## PROBLEM DETAILS
Give again only what runs from the line with "Mark a point on every instance of the woman's hand, with" to the final line of the entries below, exactly as written and without pictures.

(Point placement records)
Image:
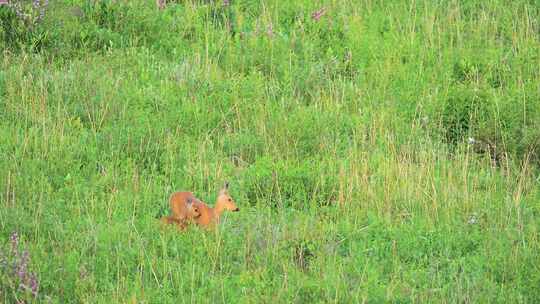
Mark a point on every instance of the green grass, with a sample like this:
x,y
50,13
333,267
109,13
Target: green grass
x,y
344,139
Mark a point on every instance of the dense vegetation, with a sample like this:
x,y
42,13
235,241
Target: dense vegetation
x,y
380,151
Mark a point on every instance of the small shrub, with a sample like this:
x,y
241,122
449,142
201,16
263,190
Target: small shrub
x,y
20,25
17,282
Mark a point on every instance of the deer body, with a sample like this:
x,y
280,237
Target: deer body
x,y
186,208
182,210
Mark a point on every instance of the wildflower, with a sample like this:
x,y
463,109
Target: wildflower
x,y
473,219
318,14
270,30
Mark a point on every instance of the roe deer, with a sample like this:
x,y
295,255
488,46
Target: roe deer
x,y
202,214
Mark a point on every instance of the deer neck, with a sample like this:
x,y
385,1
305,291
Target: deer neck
x,y
218,210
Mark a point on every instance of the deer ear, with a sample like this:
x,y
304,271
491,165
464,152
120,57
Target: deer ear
x,y
225,188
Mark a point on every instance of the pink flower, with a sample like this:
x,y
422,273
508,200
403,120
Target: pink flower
x,y
318,14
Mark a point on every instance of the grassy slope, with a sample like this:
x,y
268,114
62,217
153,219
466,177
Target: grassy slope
x,y
329,131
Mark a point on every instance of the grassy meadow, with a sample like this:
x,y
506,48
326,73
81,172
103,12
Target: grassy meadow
x,y
379,151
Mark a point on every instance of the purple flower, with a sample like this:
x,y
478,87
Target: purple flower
x,y
318,14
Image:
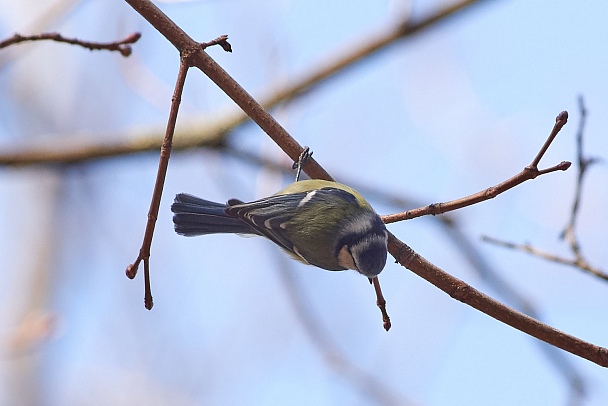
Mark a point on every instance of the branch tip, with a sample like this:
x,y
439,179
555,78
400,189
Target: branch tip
x,y
131,271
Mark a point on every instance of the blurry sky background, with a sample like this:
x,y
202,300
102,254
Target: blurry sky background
x,y
439,115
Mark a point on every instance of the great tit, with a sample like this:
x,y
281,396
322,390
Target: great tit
x,y
318,222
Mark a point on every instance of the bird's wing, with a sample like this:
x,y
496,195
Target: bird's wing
x,y
269,215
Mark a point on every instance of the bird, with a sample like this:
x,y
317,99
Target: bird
x,y
318,222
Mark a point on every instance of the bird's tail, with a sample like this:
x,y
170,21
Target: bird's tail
x,y
195,216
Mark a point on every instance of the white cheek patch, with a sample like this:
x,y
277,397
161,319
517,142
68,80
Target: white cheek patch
x,y
306,199
345,259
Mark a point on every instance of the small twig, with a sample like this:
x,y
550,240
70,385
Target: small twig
x,y
123,46
529,172
165,153
222,41
577,262
569,233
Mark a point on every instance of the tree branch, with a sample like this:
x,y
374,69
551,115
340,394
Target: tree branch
x,y
404,255
459,290
211,131
529,172
122,46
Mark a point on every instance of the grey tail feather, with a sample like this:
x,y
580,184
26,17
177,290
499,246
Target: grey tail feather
x,y
195,216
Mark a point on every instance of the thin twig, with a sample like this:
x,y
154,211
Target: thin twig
x,y
123,46
165,153
529,172
583,164
459,290
222,41
578,263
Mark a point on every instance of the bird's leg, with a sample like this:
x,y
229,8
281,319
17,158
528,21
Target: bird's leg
x,y
386,321
306,153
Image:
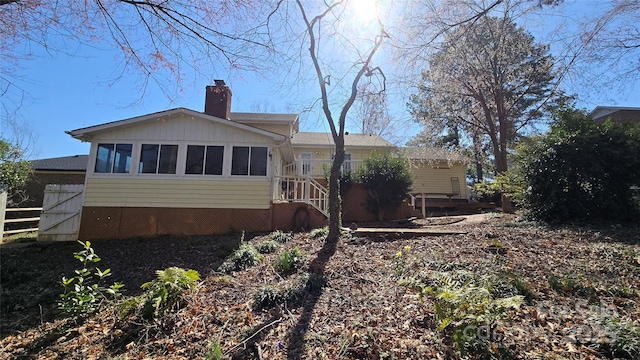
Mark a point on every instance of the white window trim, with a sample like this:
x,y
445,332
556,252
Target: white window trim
x,y
181,161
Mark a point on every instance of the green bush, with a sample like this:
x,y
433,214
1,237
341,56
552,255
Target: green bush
x,y
581,171
281,236
83,293
319,232
161,295
345,182
268,296
290,260
466,310
388,179
267,246
625,339
243,258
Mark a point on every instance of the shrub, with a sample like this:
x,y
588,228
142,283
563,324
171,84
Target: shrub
x,y
466,311
281,236
243,258
345,182
581,171
267,246
163,294
388,179
572,284
83,294
319,232
290,260
625,338
268,296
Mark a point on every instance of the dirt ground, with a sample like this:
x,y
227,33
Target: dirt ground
x,y
360,313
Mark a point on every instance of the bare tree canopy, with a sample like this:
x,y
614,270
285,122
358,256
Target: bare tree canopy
x,y
159,41
490,78
606,48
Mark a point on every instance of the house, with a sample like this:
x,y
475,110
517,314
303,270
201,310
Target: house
x,y
59,170
185,172
618,115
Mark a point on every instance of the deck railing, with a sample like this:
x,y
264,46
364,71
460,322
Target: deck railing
x,y
318,168
302,189
27,215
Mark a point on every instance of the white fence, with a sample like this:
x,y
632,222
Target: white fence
x,y
27,217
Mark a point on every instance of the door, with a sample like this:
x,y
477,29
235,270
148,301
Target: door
x,y
306,164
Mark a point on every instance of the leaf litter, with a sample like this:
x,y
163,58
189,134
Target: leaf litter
x,y
358,312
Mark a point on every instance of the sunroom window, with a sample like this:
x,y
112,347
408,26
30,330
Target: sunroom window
x,y
158,159
249,160
113,158
205,160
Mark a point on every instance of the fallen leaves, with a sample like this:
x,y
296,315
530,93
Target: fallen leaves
x,y
363,313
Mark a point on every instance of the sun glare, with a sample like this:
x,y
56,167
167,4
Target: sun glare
x,y
365,10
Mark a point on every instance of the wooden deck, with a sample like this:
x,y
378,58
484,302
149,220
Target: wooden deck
x,y
405,232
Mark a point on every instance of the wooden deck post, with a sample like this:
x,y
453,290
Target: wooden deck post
x,y
3,210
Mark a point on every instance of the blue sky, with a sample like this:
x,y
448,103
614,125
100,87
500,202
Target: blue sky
x,y
69,92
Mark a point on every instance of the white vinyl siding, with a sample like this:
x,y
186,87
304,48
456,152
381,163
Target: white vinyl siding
x,y
438,180
180,128
177,193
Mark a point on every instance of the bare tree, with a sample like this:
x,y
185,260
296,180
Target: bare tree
x,y
372,113
607,48
329,15
490,77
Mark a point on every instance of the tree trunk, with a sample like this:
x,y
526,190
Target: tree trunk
x,y
335,216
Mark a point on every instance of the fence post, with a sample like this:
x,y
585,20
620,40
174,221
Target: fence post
x,y
3,210
307,192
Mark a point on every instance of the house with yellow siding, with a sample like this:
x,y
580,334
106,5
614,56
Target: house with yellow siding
x,y
185,172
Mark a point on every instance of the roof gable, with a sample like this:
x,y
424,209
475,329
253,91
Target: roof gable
x,y
65,163
87,133
326,140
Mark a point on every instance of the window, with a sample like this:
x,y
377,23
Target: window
x,y
249,161
346,165
158,159
113,158
204,159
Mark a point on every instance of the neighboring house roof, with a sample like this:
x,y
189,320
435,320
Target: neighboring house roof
x,y
85,134
432,154
263,117
65,163
326,140
616,113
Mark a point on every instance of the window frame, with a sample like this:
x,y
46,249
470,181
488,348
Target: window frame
x,y
223,165
249,161
113,157
159,159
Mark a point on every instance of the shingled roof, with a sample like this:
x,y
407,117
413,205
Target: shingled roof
x,y
65,163
325,139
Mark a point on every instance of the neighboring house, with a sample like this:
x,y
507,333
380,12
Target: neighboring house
x,y
618,115
184,172
60,170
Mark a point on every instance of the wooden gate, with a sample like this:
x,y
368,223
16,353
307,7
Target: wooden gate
x,y
60,219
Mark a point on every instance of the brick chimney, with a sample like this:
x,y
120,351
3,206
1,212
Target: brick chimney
x,y
217,100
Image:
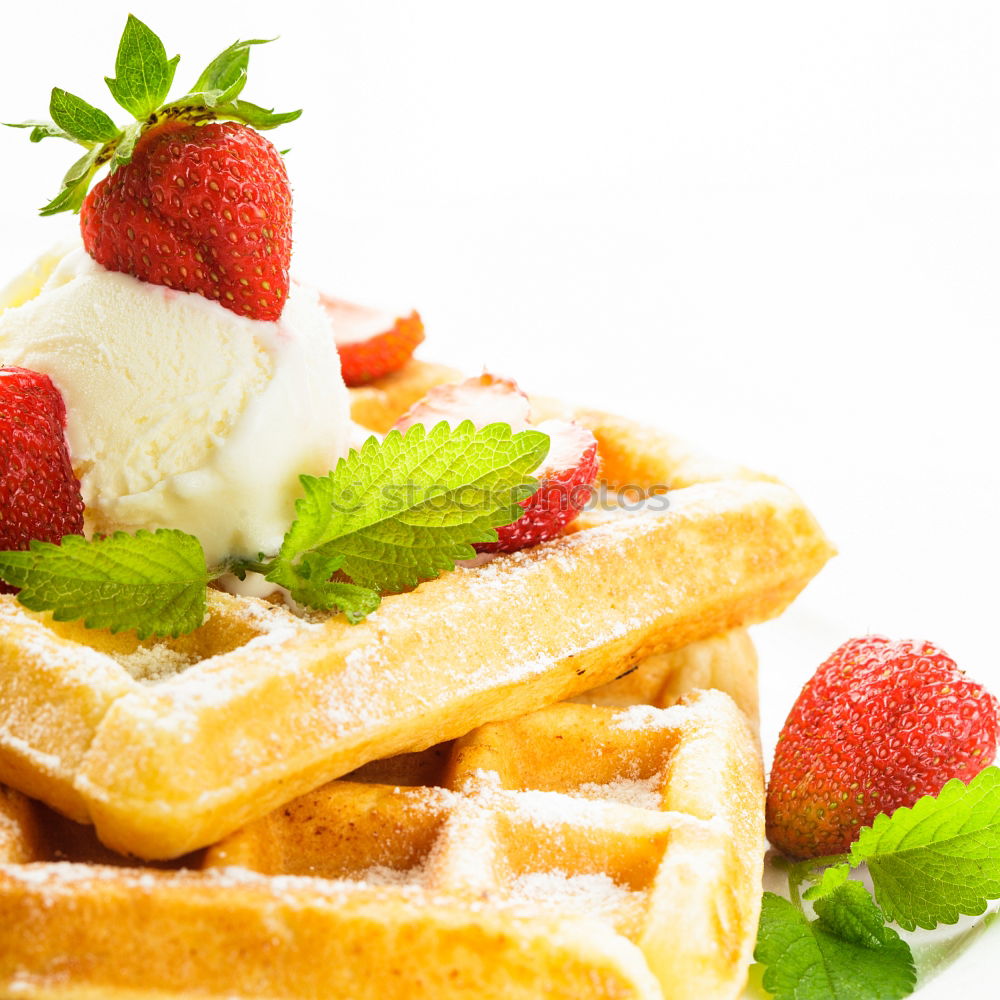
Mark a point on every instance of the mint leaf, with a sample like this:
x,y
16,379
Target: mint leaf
x,y
228,68
833,878
807,960
939,859
152,582
407,508
850,913
143,72
79,119
309,583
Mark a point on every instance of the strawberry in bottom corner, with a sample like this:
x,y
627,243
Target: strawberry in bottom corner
x,y
880,724
39,493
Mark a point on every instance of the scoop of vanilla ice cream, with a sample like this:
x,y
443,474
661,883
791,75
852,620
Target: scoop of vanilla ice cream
x,y
180,413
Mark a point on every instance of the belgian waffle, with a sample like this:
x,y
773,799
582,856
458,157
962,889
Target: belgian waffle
x,y
580,851
259,706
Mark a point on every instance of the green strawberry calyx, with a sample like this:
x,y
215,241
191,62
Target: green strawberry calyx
x,y
143,78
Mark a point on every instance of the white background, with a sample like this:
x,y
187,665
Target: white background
x,y
772,227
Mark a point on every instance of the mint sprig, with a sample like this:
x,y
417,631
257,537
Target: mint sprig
x,y
394,513
402,510
152,582
939,860
809,960
141,84
929,864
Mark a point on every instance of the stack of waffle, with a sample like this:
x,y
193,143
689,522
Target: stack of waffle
x,y
536,777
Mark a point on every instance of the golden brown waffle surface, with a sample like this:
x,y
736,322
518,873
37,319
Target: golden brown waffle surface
x,y
578,852
170,747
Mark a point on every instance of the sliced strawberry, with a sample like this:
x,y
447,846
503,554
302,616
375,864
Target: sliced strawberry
x,y
39,494
371,343
566,477
486,399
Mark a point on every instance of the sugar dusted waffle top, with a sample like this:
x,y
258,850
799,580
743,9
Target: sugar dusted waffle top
x,y
580,851
271,706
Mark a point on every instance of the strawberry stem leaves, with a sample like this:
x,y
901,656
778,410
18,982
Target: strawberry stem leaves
x,y
143,72
142,81
80,120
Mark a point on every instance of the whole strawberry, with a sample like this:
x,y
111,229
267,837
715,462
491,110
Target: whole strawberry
x,y
196,199
201,208
39,494
880,724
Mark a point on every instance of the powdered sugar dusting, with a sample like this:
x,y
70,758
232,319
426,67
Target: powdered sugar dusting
x,y
154,663
594,895
640,793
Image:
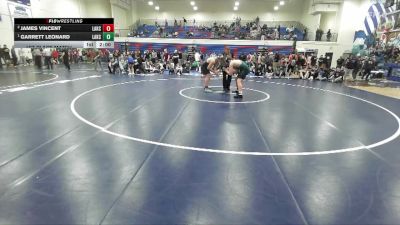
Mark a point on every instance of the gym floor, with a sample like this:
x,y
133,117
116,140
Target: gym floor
x,y
84,147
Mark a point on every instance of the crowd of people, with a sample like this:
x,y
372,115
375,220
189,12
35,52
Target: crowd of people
x,y
263,63
253,30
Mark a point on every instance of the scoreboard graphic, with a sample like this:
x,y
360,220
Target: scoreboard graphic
x,y
64,32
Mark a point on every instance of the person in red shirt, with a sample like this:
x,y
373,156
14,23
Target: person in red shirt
x,y
55,54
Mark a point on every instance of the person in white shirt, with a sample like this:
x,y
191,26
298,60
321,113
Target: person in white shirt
x,y
47,58
21,54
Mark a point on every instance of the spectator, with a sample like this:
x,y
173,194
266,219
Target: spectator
x,y
65,58
6,54
47,58
14,56
339,62
329,35
38,58
22,58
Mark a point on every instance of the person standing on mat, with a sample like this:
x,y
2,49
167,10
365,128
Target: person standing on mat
x,y
66,60
210,65
241,69
226,79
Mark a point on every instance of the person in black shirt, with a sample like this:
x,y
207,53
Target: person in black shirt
x,y
369,66
14,56
1,58
175,59
313,60
226,79
339,62
65,58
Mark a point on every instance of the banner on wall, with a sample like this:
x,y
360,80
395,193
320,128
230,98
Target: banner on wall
x,y
18,10
23,2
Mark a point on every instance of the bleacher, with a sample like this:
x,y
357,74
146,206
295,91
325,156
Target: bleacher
x,y
151,31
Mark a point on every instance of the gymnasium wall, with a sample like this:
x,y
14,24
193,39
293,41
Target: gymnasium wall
x,y
211,10
55,8
328,21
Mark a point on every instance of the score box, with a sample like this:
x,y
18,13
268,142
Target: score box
x,y
108,36
104,44
108,27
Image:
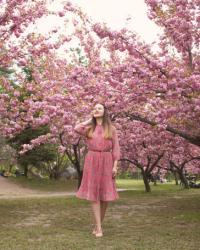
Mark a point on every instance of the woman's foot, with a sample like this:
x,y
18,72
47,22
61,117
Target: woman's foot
x,y
99,233
94,230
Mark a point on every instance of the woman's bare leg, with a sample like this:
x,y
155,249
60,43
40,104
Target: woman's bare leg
x,y
104,205
96,209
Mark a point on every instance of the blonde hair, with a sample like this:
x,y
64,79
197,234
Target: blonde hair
x,y
106,123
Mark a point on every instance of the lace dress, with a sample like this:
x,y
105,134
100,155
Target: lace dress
x,y
97,182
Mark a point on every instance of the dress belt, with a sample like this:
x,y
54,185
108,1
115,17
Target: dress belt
x,y
101,150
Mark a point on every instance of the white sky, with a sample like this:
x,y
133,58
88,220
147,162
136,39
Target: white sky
x,y
114,13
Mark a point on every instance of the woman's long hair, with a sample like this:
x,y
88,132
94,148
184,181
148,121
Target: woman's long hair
x,y
106,123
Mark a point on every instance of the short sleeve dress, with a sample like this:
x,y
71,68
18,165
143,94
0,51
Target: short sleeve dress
x,y
97,181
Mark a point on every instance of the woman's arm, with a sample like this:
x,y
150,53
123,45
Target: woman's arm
x,y
116,148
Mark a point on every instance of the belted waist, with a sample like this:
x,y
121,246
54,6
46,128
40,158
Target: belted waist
x,y
110,150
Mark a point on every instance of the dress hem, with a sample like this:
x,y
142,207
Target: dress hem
x,y
85,198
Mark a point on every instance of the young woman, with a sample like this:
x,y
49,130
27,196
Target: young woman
x,y
100,166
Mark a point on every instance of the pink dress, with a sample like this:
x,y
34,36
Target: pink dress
x,y
97,182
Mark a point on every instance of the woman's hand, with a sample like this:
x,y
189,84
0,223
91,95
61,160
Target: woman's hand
x,y
114,172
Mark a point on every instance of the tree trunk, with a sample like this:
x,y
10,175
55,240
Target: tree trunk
x,y
146,183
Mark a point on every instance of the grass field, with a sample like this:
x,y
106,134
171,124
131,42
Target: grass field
x,y
167,218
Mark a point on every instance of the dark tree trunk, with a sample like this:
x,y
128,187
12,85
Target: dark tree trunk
x,y
146,182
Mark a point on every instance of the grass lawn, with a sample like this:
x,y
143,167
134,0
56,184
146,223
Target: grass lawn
x,y
167,218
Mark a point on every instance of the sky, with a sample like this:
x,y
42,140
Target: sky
x,y
115,14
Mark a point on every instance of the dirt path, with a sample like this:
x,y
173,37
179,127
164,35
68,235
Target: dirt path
x,y
9,190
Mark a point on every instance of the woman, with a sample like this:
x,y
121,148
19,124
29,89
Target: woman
x,y
100,167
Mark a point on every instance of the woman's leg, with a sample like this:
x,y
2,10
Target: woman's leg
x,y
96,208
104,205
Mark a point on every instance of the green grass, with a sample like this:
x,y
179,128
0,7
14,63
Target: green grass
x,y
166,219
71,185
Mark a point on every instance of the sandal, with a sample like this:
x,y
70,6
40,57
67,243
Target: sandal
x,y
94,230
99,233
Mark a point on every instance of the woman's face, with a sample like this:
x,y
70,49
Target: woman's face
x,y
98,110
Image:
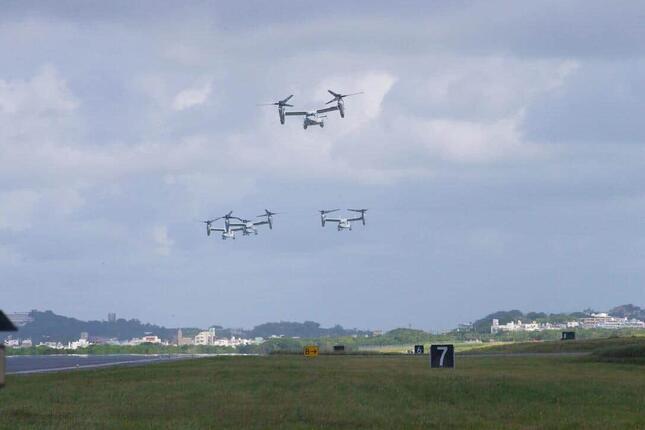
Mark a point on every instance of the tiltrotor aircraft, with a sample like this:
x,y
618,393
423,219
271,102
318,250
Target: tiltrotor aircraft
x,y
228,232
312,117
249,226
343,223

## WORKED SOLUTION
Mark a point on every instance of the woman's hand, with a sample like this:
x,y
189,84
0,223
91,95
61,160
Target: woman's hand
x,y
114,172
Mark a point on every instance of the tree trunk, with a sample like this:
x,y
10,175
55,240
Target: tree trunk
x,y
146,183
Mark a point on every instance of the grass field, with a sample like this:
x,y
106,134
171,124
131,42
Target: grass field
x,y
167,218
Mark a point on every instance of the dark tree trunk, with a sample like this:
x,y
128,187
12,85
Target: dark tree trunk
x,y
146,182
Mark a point on every instance of the grass lawn, with a sample like this:
x,y
143,167
134,0
56,184
146,223
Target: grass lawn
x,y
167,218
Mark a point on every instance of the sky, with a sample like this:
x,y
42,140
Target: sky
x,y
115,14
Mark a point on every instance of the dirt path, with a sample like this:
x,y
173,37
179,127
164,35
68,235
Target: dirt path
x,y
9,190
Mark a point on every instance of the woman, with a sample like this:
x,y
121,148
19,124
29,89
Target: woman
x,y
100,167
Mark a point on every instance of the woman's leg, with a sample like this:
x,y
2,10
Target: woman's leg
x,y
96,208
104,205
Mark a point on every instance of the green grass, with a sample like this:
x,y
179,128
0,7
14,63
Target: green grass
x,y
166,219
71,185
Mark a point on every instance of the sandal, with a sample like this:
x,y
70,6
40,57
67,243
Target: sandal
x,y
94,230
99,233
Mark a point on every instance of the woman's face, with a sample like this:
x,y
70,49
Target: woman's face
x,y
98,110
Image:
Mark a point on every instance of the tiltrotor aircraft, with a sample like this:
x,y
618,393
423,219
271,102
318,250
Target: tiltrotor aircraft
x,y
228,232
312,117
249,226
343,223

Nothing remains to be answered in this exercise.